=== EXCERPTED TEXT ===

14

I need to extract all subsequences of a time series/array of a given window. For example:

>>> ts = pd.Series([0, 1, 2, 3, 4, 5, 6, 7, 8, 9])
>>> window = 3
>>> subsequences(ts, window)
array([[0, 1, 2],
       [1, 2, 3],
       [2, 3, 4],
       [3, 4, 5],
       [4, 5, 6],
       [5, 6, 7],
       [5, 7, 8],
       [6, 8, 9]])

Naive methods that iterate over the sequence are of course expensive, for example:

def subsequences(ts, window):
    res = []
    for i in range(ts.size - window + 1):
        subts = ts[i:i+window]
        subts.reset_index(drop=True, inplace=True)
        subts.name = None
        res.append(subts)
    return pd.DataFrame(res)

I found a better way by copying the sequence, shifting it by a different value until the window is covered, and splitting the different sequences with reshape. Performance is around 100x better, because the for loop iterates over the window size, and not the sequence size:

def subsequences(ts, window):
    res = []
    for i in range(window):
        subts = ts.shift(-i)[:-(ts.size%window)].reshape((ts.size // window, window))
        res.append(subts)
    return pd.DataFrame(np.concatenate(res, axis=0))

I've seen that pandas includes several rolling functions in the pandas.stats.moment module, and I guess what they do is somehow similar to the subsequencing problem. Is there anywhere in that module, or anywhere else in pandas to make this more efficient?

Thank you!

UPDATE (SOLUTION):

Based on @elyase answer, for this specific case there is a slightly simpler implementation, let me write it down here, and explain what it's doing:

def subsequences(ts, window):
    shape = (ts.size - window + 1, window)
    strides = ts.strides * 2
    return np.lib.stride_tricks.as_strided(ts, shape=shape, strides=strides)

Given the 1-D numpy array, we first compute the shape of the resulting array. We will have a row starting at each position of the array, with just the exception of the last few elements, at which starting them there wouldn't be enough elements next to complete the window.

See on the first example in this description, how the last number we start at is 6, because starting at 7, we can't create a window of three elements. So, the number of rows is the size minus the window plus one. The number of columns is simply the window.

Next, the tricky part is telling how to fill the resulting array, with the shape we just defined.

To do we consider that the first element will be the first. Then we need to specify two values (in a tuple of two integers as the argument to the parameter strides). The values specify the steps we need to do in the original array (the 1-D one) to fill the second (the 2-D one).

Consider a different example, where we want to implement the np.reshape function, from a 9 elements 1-D array, to a 3x3 array. The first element fills the first position, and then, the one at its right, would be the next on the 1-D array, so we move 1 step. Then, the tricky part, to fill the first element of the second row, we should do 3 steps, from the 0 to the 4, see:

>>> original = np.array([0, 1, 2, 3, 4, 5, 6, 7, 8])

=== SUPPLIED MATERIAL ===

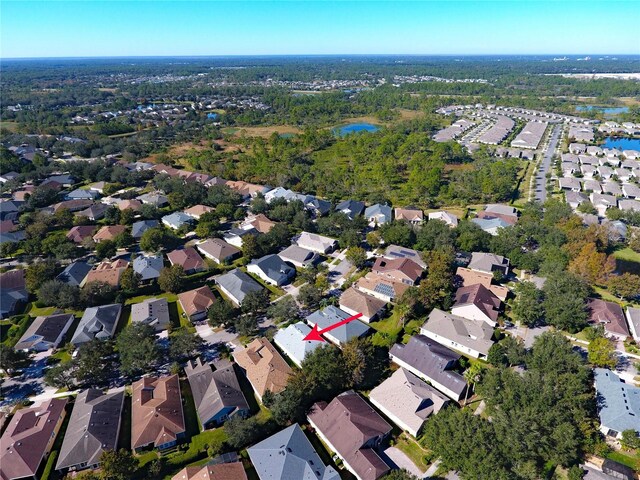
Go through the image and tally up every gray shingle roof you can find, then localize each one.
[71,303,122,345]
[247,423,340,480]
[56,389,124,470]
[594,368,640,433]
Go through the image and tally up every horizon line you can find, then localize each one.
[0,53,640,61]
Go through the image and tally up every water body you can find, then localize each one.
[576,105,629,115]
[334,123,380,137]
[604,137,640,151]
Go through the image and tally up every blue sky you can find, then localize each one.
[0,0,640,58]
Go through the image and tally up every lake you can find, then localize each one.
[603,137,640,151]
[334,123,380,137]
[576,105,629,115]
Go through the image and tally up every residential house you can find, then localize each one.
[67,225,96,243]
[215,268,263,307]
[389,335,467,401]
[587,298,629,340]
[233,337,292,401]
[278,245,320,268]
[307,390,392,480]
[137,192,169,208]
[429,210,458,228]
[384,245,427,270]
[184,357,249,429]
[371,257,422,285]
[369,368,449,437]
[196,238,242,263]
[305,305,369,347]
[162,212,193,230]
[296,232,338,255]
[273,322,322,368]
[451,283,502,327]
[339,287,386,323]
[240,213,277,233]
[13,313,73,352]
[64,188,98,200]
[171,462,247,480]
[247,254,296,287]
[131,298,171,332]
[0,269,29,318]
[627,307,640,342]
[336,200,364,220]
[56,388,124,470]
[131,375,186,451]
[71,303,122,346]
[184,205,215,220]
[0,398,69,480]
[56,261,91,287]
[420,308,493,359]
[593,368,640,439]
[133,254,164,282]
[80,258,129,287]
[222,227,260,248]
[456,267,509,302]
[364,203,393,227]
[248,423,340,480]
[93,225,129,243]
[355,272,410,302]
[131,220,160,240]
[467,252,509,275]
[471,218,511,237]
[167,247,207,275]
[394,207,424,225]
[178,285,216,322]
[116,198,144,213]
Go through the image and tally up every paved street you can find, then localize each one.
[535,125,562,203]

===
=== SUPPLIED MATERIAL ===

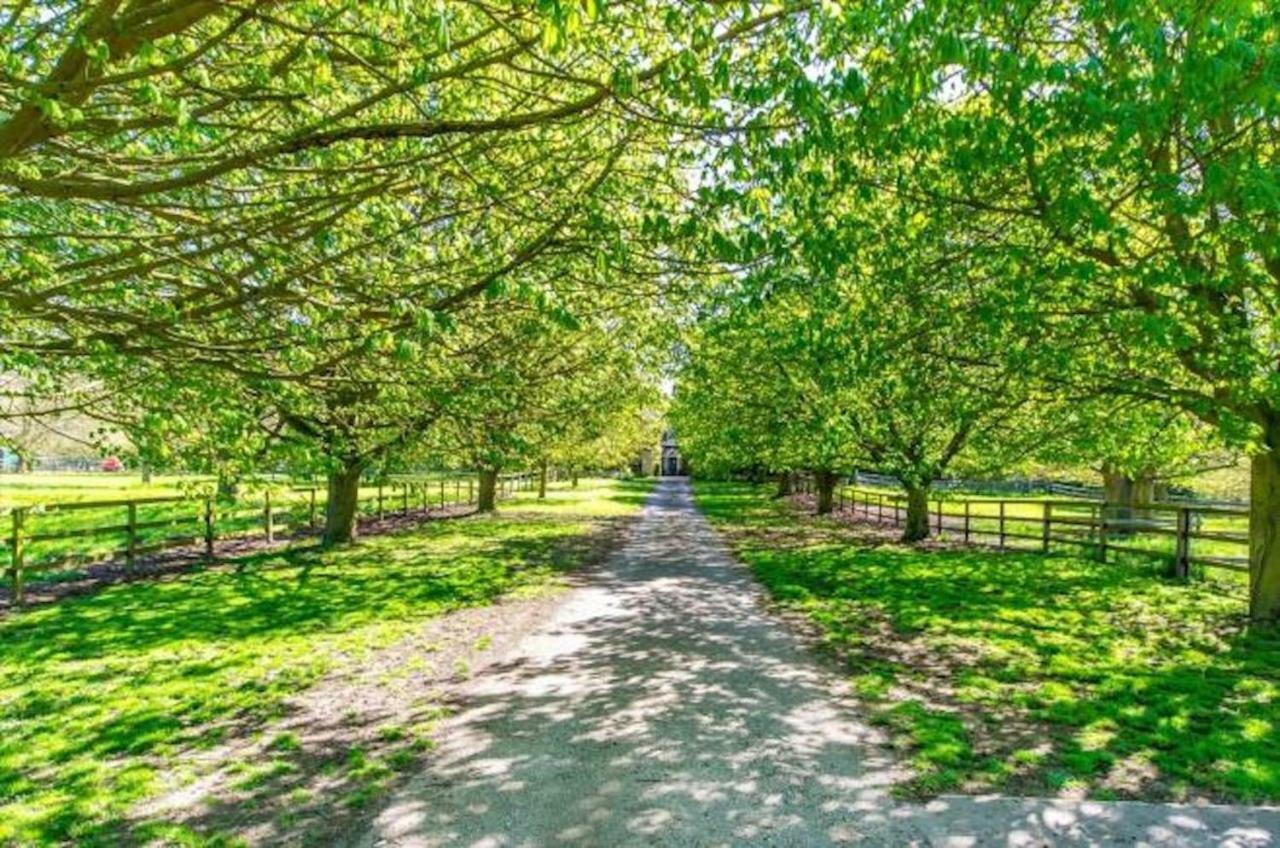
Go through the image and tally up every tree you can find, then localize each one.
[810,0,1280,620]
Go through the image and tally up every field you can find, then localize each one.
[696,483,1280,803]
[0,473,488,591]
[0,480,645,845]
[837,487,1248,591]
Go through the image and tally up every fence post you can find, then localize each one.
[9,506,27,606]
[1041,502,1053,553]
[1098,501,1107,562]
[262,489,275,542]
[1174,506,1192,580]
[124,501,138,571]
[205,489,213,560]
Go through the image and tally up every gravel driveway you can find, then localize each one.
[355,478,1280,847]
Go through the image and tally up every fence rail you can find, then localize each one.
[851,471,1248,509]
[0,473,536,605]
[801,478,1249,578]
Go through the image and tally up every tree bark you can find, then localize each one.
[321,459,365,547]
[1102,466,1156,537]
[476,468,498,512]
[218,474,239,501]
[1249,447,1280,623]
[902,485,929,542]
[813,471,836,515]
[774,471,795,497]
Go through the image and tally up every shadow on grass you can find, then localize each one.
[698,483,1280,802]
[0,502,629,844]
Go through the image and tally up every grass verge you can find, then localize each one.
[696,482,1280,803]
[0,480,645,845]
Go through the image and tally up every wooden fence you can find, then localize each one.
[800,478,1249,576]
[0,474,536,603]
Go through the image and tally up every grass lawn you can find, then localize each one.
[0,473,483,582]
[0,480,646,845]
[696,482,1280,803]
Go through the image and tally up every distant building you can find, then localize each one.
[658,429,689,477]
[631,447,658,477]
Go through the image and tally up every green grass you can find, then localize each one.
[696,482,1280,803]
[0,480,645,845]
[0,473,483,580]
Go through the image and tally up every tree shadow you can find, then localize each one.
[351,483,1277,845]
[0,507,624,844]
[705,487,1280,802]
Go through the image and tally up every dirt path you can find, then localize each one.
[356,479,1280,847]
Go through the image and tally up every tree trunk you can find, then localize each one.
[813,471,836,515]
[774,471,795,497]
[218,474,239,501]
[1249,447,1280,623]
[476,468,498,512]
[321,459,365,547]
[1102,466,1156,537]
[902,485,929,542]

===
=== SUPPLIED MATERIAL ===

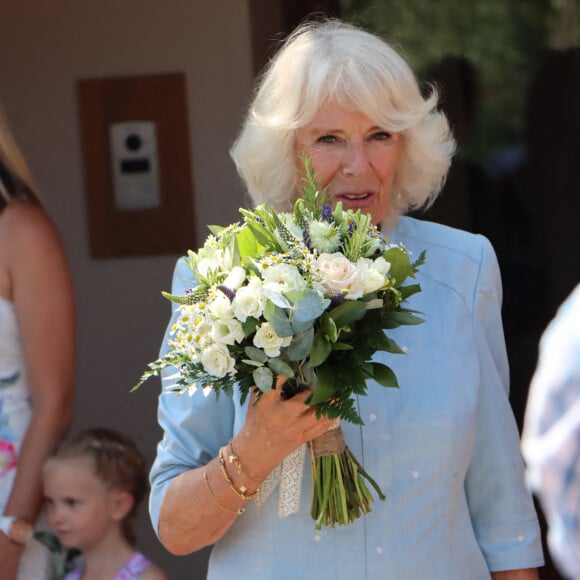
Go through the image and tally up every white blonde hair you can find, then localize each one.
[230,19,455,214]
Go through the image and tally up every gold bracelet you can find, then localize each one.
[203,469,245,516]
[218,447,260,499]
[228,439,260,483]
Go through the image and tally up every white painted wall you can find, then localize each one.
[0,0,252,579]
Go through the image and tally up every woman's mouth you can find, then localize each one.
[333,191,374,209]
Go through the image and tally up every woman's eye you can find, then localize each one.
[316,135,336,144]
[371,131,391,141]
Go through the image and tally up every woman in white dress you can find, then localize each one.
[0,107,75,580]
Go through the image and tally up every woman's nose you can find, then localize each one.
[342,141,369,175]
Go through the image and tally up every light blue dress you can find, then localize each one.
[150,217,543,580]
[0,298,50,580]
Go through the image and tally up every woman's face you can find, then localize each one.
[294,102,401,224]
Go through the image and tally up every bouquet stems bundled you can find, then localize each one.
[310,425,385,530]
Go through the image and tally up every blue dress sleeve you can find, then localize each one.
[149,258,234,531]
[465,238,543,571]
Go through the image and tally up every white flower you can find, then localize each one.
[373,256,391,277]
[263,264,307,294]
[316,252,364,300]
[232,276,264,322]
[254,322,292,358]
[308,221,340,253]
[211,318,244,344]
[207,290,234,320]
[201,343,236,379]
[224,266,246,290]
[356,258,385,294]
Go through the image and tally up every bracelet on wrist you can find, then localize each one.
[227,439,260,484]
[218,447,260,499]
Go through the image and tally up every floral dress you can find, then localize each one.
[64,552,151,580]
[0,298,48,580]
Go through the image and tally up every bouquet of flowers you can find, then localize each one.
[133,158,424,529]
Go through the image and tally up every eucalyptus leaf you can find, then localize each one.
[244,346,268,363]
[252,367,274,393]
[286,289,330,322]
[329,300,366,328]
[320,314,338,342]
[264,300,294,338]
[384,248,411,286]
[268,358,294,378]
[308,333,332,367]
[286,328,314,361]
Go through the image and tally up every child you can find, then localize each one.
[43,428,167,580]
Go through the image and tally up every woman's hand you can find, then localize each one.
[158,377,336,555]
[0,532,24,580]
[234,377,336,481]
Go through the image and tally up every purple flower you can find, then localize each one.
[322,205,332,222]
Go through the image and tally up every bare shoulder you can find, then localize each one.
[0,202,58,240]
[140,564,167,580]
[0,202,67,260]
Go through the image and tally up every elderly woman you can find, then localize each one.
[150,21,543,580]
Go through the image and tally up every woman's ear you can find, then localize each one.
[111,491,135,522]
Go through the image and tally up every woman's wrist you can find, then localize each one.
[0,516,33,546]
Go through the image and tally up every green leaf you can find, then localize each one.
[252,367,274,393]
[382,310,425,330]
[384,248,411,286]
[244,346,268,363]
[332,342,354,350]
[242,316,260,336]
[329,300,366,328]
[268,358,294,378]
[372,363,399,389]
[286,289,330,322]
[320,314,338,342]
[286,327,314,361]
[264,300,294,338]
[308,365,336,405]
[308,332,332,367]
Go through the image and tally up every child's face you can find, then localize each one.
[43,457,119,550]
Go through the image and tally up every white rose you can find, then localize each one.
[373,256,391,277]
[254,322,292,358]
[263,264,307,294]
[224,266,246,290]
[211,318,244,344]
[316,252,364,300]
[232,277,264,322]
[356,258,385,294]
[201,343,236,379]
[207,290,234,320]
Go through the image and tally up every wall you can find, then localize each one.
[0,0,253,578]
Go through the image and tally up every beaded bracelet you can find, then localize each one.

===

SET EXERCISE 1: In the forum thread about pandas subsequences, how many rows does the resulting array have?
SET EXERCISE 2: From the forum thread about pandas subsequences, set down word for word the passage starting at "subts.name = None" and ending at "return pd.DataFrame(np.concatenate(res, axis=0))".
Rely solely on the forum thread about pandas subsequences, and not on the listing.

TASK RESPONSE 1: The size minus the window plus one.

TASK RESPONSE 2:
subts.name = None
        res.append(subts)
    return pd.DataFrame(res)

I found a better way by copying the sequence, shifting it by a different value until the window is covered, and splitting the different sequences with reshape. Performance is around 100x better, because the for loop iterates over the window size, and not the sequence size:

def subsequences(ts, window):
    res = []
    for i in range(window):
        subts = ts.shift(-i)[:-(ts.size%window)].reshape((ts.size // window, window))
        res.append(subts)
    return pd.DataFrame(np.concatenate(res, axis=0))